Entries pointing to labeled objects

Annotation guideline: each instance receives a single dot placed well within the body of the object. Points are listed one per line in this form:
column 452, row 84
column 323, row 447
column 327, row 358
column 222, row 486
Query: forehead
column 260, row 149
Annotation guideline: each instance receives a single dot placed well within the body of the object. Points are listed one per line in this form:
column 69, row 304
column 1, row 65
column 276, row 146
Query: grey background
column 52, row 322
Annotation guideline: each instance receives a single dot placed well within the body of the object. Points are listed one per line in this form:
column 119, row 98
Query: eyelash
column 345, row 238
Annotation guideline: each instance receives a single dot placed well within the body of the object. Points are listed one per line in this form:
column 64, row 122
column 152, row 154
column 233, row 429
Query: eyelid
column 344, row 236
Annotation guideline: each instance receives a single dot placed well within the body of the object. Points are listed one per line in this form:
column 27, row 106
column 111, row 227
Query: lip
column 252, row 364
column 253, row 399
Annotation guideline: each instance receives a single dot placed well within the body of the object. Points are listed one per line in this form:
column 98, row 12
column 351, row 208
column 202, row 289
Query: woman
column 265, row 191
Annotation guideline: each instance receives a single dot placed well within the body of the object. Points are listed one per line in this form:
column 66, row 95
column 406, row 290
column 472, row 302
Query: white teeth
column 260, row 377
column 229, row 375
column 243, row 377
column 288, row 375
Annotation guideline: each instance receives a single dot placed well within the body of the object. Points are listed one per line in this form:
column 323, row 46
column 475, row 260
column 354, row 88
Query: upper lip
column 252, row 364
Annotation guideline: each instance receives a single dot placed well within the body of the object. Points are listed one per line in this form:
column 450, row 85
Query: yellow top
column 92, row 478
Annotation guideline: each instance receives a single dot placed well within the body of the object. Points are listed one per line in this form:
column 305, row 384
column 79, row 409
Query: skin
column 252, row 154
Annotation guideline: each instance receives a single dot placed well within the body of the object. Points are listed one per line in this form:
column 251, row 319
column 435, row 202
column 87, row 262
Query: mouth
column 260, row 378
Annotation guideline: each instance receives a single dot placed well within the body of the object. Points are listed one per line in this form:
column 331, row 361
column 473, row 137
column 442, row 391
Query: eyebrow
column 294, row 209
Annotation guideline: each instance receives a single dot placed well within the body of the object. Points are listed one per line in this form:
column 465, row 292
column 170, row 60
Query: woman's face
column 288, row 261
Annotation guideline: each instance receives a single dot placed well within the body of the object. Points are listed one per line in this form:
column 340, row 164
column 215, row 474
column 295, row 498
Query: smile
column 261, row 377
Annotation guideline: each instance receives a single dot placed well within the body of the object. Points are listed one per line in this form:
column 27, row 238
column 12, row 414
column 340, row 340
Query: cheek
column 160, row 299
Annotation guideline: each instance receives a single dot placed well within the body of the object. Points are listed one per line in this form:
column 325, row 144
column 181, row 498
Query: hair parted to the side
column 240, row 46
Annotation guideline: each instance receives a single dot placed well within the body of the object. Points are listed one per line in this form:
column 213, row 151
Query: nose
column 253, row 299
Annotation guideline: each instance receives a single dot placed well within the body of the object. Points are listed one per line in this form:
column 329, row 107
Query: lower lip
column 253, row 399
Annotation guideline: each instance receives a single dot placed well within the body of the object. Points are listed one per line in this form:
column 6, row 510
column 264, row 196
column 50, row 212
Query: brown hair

• Set task: Turn every line of the listing above into a Markdown table with the columns "No." and "Entry". Number the rows in order and omit any blank lines.

• Completed exercise:
| No. | Entry |
|---|---|
| 1 | Annotation guideline: each instance receives a single dot placed well within the body of the object. Points are listed one per line in this form: |
| 2 | column 452, row 84 |
| 3 | column 323, row 447 |
| 4 | column 327, row 358 |
| 5 | column 222, row 486 |
| 6 | Query: forehead |
| 7 | column 260, row 149 |
| 8 | Annotation guideline: each instance receives a single dot placed well within the body of the object. Points are listed one per line in this form: |
| 9 | column 69, row 304 |
| 10 | column 1, row 65 |
| 11 | column 276, row 146 |
| 12 | Query: grey background |
| 13 | column 52, row 322 |
| 14 | Annotation guideline: each instance receives a single dot placed well within the body of the object. Points are listed one per line in this form: |
| 15 | column 119, row 98 |
| 16 | Query: eyelash |
| 17 | column 345, row 238 |
| 18 | Annotation guideline: each instance receives a single dot placed well within the body of the object. Points are listed one per line in this form: |
| 19 | column 64, row 122 |
| 20 | column 152, row 154 |
| 21 | column 233, row 429 |
| 22 | Query: eyelid |
| 23 | column 344, row 236 |
| 24 | Annotation guideline: each instance receives a single dot placed well within the body of the object. Points are listed one per line in this form: |
| 25 | column 27, row 106 |
| 26 | column 111, row 227 |
| 27 | Query: lip |
| 28 | column 252, row 364 |
| 29 | column 253, row 399 |
| 30 | Annotation guideline: each instance receives a single dot placed well within the body of the object. Points are listed one per line in this form: |
| 31 | column 98, row 12 |
| 32 | column 351, row 208 |
| 33 | column 202, row 289 |
| 34 | Query: woman |
| 35 | column 265, row 191 |
| 36 | Annotation guideline: each instance receives a single dot placed well within the body of the object. Points are listed one per line in this form: |
| 37 | column 66, row 95 |
| 38 | column 406, row 290 |
| 39 | column 472, row 302 |
| 40 | Query: white teeth |
| 41 | column 260, row 377 |
| 42 | column 229, row 375 |
| 43 | column 243, row 377 |
| 44 | column 288, row 375 |
| 45 | Annotation guideline: each instance receives a single dot placed well within the body of the object. Points are listed one per line in this form: |
| 46 | column 323, row 46 |
| 47 | column 475, row 260 |
| 48 | column 354, row 88 |
| 49 | Query: upper lip |
| 50 | column 252, row 364 |
| 51 | Annotation guideline: each instance receives a single dot placed well within the body of the object. Points are listed one per line in this form: |
| 52 | column 450, row 85 |
| 53 | Query: yellow top |
| 54 | column 92, row 478 |
| 55 | Annotation guideline: each instance receives a single dot placed well within the body of the object. Points are listed one per line in this form: |
| 56 | column 305, row 384 |
| 57 | column 79, row 409 |
| 58 | Query: skin |
| 59 | column 252, row 154 |
| 60 | Annotation guideline: each instance receives a single dot placed well within the body of the object. Points are listed one per line in this form: |
| 61 | column 251, row 319 |
| 62 | column 435, row 202 |
| 63 | column 87, row 262 |
| 64 | Query: mouth |
| 65 | column 260, row 378 |
| 66 | Annotation guideline: each instance receives a single dot placed well within the body of the object. Points are listed one per line in this form: |
| 67 | column 331, row 361 |
| 68 | column 473, row 137 |
| 69 | column 442, row 391 |
| 70 | Query: eyebrow |
| 71 | column 294, row 209 |
| 72 | Annotation guideline: each instance receives a single dot placed well within the body of the object. Points are listed one per line in this form: |
| 73 | column 465, row 292 |
| 74 | column 170, row 60 |
| 75 | Query: woman's face |
| 76 | column 288, row 261 |
| 77 | Annotation guideline: each instance receives a single dot placed well within the body of the object. Points are listed one per line in this form: |
| 78 | column 340, row 164 |
| 79 | column 215, row 474 |
| 80 | column 295, row 498 |
| 81 | Query: smile |
| 82 | column 261, row 377 |
| 83 | Annotation guideline: each instance receives a single dot placed well within the body of the object. Points are listed one per line in this form: |
| 84 | column 27, row 238 |
| 85 | column 12, row 414 |
| 86 | column 340, row 340 |
| 87 | Query: cheek |
| 88 | column 160, row 299 |
| 89 | Annotation guideline: each instance receives a single dot placed well within the body of the object. Points are listed one per line in this form: |
| 90 | column 325, row 144 |
| 91 | column 181, row 498 |
| 92 | Query: hair parted to the side |
| 93 | column 240, row 46 |
| 94 | Annotation guideline: each instance receives a single dot placed well within the body of the object. Points are listed one per line in this form: |
| 95 | column 213, row 151 |
| 96 | Query: nose |
| 97 | column 253, row 299 |
| 98 | Annotation guideline: each instance receives a single dot placed well within the body of the object. Points are listed one per line in this form: |
| 99 | column 329, row 107 |
| 100 | Query: lower lip |
| 101 | column 253, row 399 |
| 102 | Annotation guideline: each instance receives a single dot placed well within the body of the object. Points are listed one per line in this form: |
| 103 | column 6, row 510 |
| 104 | column 264, row 196 |
| 105 | column 50, row 212 |
| 106 | Query: brown hair |